In this exercise, reproduce all the entries that follow exactly.

* [Supplied data]:
[start]

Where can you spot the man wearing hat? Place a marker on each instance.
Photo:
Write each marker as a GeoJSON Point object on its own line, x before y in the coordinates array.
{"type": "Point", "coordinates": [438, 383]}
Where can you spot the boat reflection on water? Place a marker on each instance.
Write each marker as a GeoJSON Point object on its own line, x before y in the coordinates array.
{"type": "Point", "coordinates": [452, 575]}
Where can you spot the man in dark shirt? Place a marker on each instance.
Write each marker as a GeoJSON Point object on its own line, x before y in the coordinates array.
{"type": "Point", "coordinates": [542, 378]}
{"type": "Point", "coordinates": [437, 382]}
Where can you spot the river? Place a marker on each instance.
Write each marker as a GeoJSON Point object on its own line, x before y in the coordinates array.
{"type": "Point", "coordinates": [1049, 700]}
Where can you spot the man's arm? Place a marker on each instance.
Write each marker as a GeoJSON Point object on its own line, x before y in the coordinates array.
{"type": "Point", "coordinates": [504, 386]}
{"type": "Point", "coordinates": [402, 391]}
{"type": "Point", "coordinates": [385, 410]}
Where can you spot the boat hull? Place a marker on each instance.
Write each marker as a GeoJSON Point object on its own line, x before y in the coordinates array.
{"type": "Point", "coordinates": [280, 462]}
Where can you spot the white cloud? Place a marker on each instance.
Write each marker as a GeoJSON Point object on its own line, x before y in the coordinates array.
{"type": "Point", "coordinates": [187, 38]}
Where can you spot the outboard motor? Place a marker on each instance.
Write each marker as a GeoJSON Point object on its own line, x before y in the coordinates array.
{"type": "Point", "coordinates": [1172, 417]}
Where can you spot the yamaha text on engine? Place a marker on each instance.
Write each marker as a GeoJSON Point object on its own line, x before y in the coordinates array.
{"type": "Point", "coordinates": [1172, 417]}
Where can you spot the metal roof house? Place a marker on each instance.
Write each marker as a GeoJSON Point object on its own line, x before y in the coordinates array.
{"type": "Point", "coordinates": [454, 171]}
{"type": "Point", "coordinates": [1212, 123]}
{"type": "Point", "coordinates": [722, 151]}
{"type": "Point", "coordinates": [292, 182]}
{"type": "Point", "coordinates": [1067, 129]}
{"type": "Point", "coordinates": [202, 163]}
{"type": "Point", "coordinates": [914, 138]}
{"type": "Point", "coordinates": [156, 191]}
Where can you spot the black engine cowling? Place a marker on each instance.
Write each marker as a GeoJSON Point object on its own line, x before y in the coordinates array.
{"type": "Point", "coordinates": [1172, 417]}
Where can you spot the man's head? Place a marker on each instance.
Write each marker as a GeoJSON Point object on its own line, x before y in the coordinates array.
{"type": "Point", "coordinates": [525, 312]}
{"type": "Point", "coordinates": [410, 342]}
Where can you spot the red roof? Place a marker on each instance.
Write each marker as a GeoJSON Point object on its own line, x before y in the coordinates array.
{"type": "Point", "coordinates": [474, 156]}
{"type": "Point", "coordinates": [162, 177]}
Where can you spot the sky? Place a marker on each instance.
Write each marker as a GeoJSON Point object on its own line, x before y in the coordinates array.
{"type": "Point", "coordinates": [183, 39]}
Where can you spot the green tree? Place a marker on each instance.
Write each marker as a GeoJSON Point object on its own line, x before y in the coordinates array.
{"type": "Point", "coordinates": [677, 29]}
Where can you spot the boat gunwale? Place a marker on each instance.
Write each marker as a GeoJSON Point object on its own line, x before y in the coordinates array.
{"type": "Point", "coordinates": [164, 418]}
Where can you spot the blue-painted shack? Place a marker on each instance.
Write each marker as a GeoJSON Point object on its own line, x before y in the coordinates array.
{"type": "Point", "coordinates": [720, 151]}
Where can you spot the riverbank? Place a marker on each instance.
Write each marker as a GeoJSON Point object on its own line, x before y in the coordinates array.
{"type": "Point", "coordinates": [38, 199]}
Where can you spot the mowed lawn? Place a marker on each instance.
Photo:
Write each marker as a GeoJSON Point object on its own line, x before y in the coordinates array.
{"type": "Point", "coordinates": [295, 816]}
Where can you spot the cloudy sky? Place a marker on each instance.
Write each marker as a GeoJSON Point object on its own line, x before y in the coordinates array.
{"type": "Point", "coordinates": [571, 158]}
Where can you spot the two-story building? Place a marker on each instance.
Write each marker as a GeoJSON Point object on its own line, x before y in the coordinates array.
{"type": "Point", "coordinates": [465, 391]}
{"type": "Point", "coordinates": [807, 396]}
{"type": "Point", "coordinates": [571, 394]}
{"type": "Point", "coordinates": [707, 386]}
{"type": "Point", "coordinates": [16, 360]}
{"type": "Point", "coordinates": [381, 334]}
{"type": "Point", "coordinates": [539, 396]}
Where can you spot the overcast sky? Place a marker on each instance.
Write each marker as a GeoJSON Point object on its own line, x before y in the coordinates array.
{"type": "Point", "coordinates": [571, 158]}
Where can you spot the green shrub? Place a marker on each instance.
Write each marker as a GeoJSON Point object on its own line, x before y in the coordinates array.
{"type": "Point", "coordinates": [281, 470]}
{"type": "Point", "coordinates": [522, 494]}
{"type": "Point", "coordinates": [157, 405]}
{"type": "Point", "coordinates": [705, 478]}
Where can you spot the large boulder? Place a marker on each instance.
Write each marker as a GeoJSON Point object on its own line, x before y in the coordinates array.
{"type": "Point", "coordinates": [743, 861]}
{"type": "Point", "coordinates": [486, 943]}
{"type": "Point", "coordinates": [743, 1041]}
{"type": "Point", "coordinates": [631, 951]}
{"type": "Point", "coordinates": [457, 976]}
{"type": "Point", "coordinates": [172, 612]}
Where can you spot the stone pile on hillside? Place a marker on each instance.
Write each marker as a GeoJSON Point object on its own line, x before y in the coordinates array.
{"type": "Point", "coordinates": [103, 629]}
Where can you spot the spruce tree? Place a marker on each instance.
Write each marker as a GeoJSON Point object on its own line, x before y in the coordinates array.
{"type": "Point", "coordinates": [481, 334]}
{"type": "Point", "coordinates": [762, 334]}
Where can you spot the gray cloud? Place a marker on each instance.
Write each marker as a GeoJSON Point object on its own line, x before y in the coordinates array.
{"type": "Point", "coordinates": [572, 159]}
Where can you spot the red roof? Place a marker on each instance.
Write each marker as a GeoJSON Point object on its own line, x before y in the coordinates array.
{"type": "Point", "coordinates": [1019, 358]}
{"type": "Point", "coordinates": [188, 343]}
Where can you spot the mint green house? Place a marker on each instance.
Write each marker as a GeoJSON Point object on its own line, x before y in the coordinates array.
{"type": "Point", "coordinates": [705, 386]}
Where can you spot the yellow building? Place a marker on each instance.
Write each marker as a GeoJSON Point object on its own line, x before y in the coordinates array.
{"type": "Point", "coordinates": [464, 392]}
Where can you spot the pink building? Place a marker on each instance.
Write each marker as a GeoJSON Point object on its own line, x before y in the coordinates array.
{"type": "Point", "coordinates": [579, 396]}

[end]

* [Correct answer]:
Where can you spot the man wearing hat? Place a marker on each instance.
Photo:
Write each marker as a GeoJSON Point object on its own line, x before y in the coordinates array.
{"type": "Point", "coordinates": [438, 383]}
Where can you spot the boat reflection on water? Place a marker on each instance.
Write each marker as a GeoJSON Point object on its own line, x before y in the coordinates array.
{"type": "Point", "coordinates": [452, 575]}
Where can you spot the man in dark shirt? Place a marker on each instance.
Write each marker as a GeoJSON Point object on its own line, x before y in the coordinates array.
{"type": "Point", "coordinates": [542, 378]}
{"type": "Point", "coordinates": [437, 382]}
Where can you spot the river? Place a marker on each instance.
Write each marker as a GeoJSON Point object on its own line, x before y in the coordinates array.
{"type": "Point", "coordinates": [1049, 700]}
Where can you spot the man's arm? Place a marker on each instance.
Write each marker as a GeoJSON Point object on its own line, x before y in the coordinates array.
{"type": "Point", "coordinates": [504, 386]}
{"type": "Point", "coordinates": [402, 391]}
{"type": "Point", "coordinates": [385, 410]}
Where can you spot the boat hull? Place a marker on each instance.
Write each marker as a GeoJSON Point object on its own line, x before y in the coordinates array.
{"type": "Point", "coordinates": [280, 462]}
Where can you spot the white cloud? Place a marker on each instance.
Write each marker as a GeoJSON Point object on its own line, x before y in the coordinates array.
{"type": "Point", "coordinates": [187, 38]}
Where can you spot the outboard motor? Place a marker on each instance.
Write each marker as a GeoJSON Point object on its own line, x before y in the coordinates array.
{"type": "Point", "coordinates": [1172, 417]}
Where can you spot the yamaha text on engine? Place a marker on each instance.
Write each marker as a GeoJSON Point object on its own line, x before y in the coordinates array.
{"type": "Point", "coordinates": [1172, 417]}
Where can you spot the metal roof house? Place a marker on each instance.
Write each marker as a GeoJSON Point object on its own line, x before y in the coordinates array.
{"type": "Point", "coordinates": [454, 171]}
{"type": "Point", "coordinates": [1212, 123]}
{"type": "Point", "coordinates": [722, 151]}
{"type": "Point", "coordinates": [292, 182]}
{"type": "Point", "coordinates": [1067, 129]}
{"type": "Point", "coordinates": [202, 163]}
{"type": "Point", "coordinates": [914, 138]}
{"type": "Point", "coordinates": [156, 191]}
Where can you spot the black engine cowling? Place a marker on each instance.
Write each marker as a GeoJSON Point object on its own line, x before y in the coordinates array.
{"type": "Point", "coordinates": [1172, 417]}
Where can you spot the man's head? Place a marker on each instance.
Write each marker as a GeoJSON Point object on its own line, x before y in the coordinates array.
{"type": "Point", "coordinates": [525, 312]}
{"type": "Point", "coordinates": [410, 342]}
Where can you spot the red roof? Place a marker on each instance.
Write each marker as a GeoJSON Point object on its own line, x before y in the coordinates array.
{"type": "Point", "coordinates": [474, 156]}
{"type": "Point", "coordinates": [162, 177]}
Where can you spot the sky? Place a marker on each instance.
Write each marker as a GeoJSON Point object on its own line, x before y in the coordinates array.
{"type": "Point", "coordinates": [183, 39]}
Where can you spot the green tree? Place a marker on each instance.
Write each marker as a GeoJSON Point object on its own line, x before y in the coordinates array.
{"type": "Point", "coordinates": [677, 29]}
Where can you spot the boat gunwale? Place a marker on each instance.
Write each marker as a GeoJSON Point object on its own line, x before y in the coordinates array.
{"type": "Point", "coordinates": [164, 418]}
Where can you spot the blue-painted shack? Place a marker on each instance.
Write each marker as a GeoJSON Point object on its own line, x before y in the coordinates array.
{"type": "Point", "coordinates": [720, 151]}
Where can you spot the riverbank? Place a marker on each instance.
Write each marker as a GeoJSON Point object on its own line, x before y in the coordinates array.
{"type": "Point", "coordinates": [38, 199]}
Where can you spot the mowed lawn? Place a marker on each instance.
Photo:
Write each marker as a GeoJSON Point object on its own line, x before y in the coordinates array.
{"type": "Point", "coordinates": [295, 816]}
Where can you spot the cloudy sky? Place a marker on each instance.
Write each marker as a GeoJSON Point object on its own line, x before y in the coordinates array.
{"type": "Point", "coordinates": [571, 158]}
Where can you spot the two-story building? Place a marker on each instance.
Write each marker as a GeoJSON Point object on its own line, x before y in the coordinates array.
{"type": "Point", "coordinates": [465, 391]}
{"type": "Point", "coordinates": [807, 396]}
{"type": "Point", "coordinates": [571, 394]}
{"type": "Point", "coordinates": [707, 386]}
{"type": "Point", "coordinates": [16, 360]}
{"type": "Point", "coordinates": [381, 334]}
{"type": "Point", "coordinates": [539, 396]}
Where can you spot the overcast sky? Place a marker on each instance.
Write each marker as a GeoJSON Point object on its own line, x before y in the coordinates array.
{"type": "Point", "coordinates": [571, 158]}
Where can you spot the green shrub? Place a marker on each instance.
Write each marker as a GeoJSON Point object on its own line, x before y in the coordinates array.
{"type": "Point", "coordinates": [281, 470]}
{"type": "Point", "coordinates": [522, 494]}
{"type": "Point", "coordinates": [157, 405]}
{"type": "Point", "coordinates": [705, 478]}
Where can you spot the large boulder? Place a marker on each instance.
Write each marker as a GeoJSON Point object on its own line, x before y in the coordinates array.
{"type": "Point", "coordinates": [743, 861]}
{"type": "Point", "coordinates": [486, 943]}
{"type": "Point", "coordinates": [743, 1041]}
{"type": "Point", "coordinates": [631, 951]}
{"type": "Point", "coordinates": [457, 976]}
{"type": "Point", "coordinates": [172, 612]}
Where can you spot the stone pile on hillside? Place a marker on each instance.
Write each marker as a GeoJSON Point object on its own line, x before y in the coordinates array.
{"type": "Point", "coordinates": [103, 629]}
Where can you spot the spruce tree? Place a marker on each instance.
Write each marker as a GeoJSON Point object on its own line, x before y in the coordinates array.
{"type": "Point", "coordinates": [481, 334]}
{"type": "Point", "coordinates": [762, 334]}
Where can you spot the gray cloud? Place a marker on each instance.
Write each marker as a GeoJSON Point object on its own line, x before y in the coordinates array.
{"type": "Point", "coordinates": [572, 159]}
Where can you spot the red roof? Place a marker on each instance.
Write each marker as a GeoJSON Point object on its own line, x before y in the coordinates array.
{"type": "Point", "coordinates": [1019, 358]}
{"type": "Point", "coordinates": [188, 343]}
Where can you spot the mint green house? Place a marker on each instance.
Write each marker as a GeoJSON Point object on its own line, x before y in the coordinates array.
{"type": "Point", "coordinates": [705, 386]}
Where can you spot the yellow building? Place a marker on each instance.
Write each marker as a GeoJSON Point object on its own line, x before y in the coordinates array.
{"type": "Point", "coordinates": [464, 392]}
Where can you spot the pink building? Place a marker on each instance.
Write each marker as a GeoJSON Point object on its own line, x before y in the coordinates array.
{"type": "Point", "coordinates": [579, 396]}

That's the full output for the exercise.